EXCERPTED DATA:
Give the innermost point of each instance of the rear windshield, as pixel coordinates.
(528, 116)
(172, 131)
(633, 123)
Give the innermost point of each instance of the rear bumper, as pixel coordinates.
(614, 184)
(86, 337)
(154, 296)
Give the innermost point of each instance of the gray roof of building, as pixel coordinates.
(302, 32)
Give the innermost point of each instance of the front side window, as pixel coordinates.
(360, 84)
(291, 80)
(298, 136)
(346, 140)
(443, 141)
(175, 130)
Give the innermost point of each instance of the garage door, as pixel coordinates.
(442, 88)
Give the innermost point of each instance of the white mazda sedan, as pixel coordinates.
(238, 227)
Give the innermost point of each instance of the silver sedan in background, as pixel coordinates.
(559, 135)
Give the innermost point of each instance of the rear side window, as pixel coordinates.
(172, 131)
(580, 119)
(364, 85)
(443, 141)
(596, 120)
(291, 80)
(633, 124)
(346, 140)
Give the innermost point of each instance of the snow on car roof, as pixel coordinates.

WHAT IS REQUIRED: Retype all of the entries. Keep each one exactly as written.

REPLY TO THE EXERCISE:
Give the innermost point of each instance of the rear windshield, as pixel coordinates.
(528, 116)
(172, 131)
(633, 123)
Give the innermost point of each instance of the rear bumper, as pixel coordinates.
(614, 184)
(86, 337)
(154, 296)
Give the innermost point of each instance of the gray roof of building, as pixel coordinates.
(302, 32)
Give the innermost point of each instance of the front side window, as pixel coordinates.
(360, 84)
(291, 80)
(298, 136)
(346, 140)
(443, 141)
(175, 130)
Give the innermost point of each instance of the garage door, as pixel coordinates.
(442, 88)
Give the innermost point of each instance of the white mazda sedan, as pixel coordinates.
(238, 227)
Give the innermost point of each instance of the silver sedan in background, as pixel coordinates.
(559, 135)
Give the innermost point of each instance of the rear side window, as pixel coordinates.
(172, 131)
(580, 119)
(364, 85)
(443, 141)
(596, 120)
(291, 80)
(633, 124)
(346, 140)
Give the innermost point of each instance of the snow on car roof, as pixel coordinates.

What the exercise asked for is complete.